▶ **Excerpt**:
Live AI Build: Finance Workflows with Claude Recap & Replay

Last quarter we ran a live AI build with CFO Connect. A thousand finance leaders registered, the chat crashed midway through, and we had 25 minutes to cover what is honestly six months of moves from Anthropic. Two months on, the framework we used to organize the talk keeps coming up in client work. So here it is in cleaner form:

The framework has two halves. The first is a three-layer model of how AI actually sits inside a finance department. The second is a green/yellow/red map of what each layer is good for right now, in May 2026, against the systems most readers of this newsletter actually run.

Layer 1 is Chat. This is the assistant tier. You ask, it answers. Most finance leaders we talk to live entirely here and assume they are doing AI. They are using a better search engine that can draft an email. This is not a knock on them. Layer 1 is the default place you land when you open the desktop app, so it is where most adoption stops.

▶ **Material shown**:
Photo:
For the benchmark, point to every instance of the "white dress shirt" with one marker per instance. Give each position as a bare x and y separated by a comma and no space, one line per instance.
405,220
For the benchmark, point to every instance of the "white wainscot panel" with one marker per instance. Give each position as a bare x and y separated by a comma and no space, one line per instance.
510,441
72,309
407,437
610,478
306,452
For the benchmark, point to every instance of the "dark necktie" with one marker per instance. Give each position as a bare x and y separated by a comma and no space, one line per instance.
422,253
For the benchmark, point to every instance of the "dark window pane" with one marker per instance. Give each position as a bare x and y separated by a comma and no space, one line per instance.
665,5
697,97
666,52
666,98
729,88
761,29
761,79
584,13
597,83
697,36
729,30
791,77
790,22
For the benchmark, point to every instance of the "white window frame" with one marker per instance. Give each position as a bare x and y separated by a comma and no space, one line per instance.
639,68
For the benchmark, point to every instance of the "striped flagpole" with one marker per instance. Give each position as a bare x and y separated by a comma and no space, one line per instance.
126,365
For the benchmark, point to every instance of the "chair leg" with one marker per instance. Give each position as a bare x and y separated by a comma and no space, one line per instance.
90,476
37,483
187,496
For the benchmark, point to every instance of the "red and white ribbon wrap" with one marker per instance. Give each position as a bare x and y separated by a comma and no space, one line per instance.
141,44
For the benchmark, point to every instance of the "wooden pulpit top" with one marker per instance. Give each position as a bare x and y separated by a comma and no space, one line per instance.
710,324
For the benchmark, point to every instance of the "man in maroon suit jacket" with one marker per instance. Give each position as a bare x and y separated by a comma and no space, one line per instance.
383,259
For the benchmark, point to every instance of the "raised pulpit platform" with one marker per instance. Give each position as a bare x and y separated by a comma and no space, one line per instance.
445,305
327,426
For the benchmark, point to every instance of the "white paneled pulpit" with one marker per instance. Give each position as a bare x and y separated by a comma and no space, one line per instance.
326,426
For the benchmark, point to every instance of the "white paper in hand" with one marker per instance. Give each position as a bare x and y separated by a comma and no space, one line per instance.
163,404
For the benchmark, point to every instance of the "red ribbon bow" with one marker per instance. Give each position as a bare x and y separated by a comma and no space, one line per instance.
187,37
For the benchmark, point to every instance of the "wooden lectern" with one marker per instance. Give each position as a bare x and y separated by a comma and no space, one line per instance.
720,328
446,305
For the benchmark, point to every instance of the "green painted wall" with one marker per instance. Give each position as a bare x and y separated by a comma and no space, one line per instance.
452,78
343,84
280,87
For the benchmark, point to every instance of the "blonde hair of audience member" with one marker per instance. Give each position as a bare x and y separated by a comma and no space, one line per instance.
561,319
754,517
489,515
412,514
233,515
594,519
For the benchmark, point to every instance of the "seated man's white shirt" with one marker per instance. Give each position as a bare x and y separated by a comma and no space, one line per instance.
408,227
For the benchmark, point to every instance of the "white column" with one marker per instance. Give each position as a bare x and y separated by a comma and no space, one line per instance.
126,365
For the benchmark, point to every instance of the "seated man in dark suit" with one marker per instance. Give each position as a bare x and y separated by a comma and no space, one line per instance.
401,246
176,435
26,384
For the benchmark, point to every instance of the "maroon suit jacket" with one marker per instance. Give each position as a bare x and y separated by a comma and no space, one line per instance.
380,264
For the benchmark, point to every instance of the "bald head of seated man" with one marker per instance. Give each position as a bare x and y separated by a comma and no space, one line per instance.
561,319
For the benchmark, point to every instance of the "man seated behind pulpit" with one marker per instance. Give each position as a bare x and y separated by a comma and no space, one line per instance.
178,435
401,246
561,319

▶ **What the task requires**:
In the recap, how many finance leaders registered for the live AI build with CFO Connect? Answer using only the recap.

▶ **Result of the task**:
A thousand.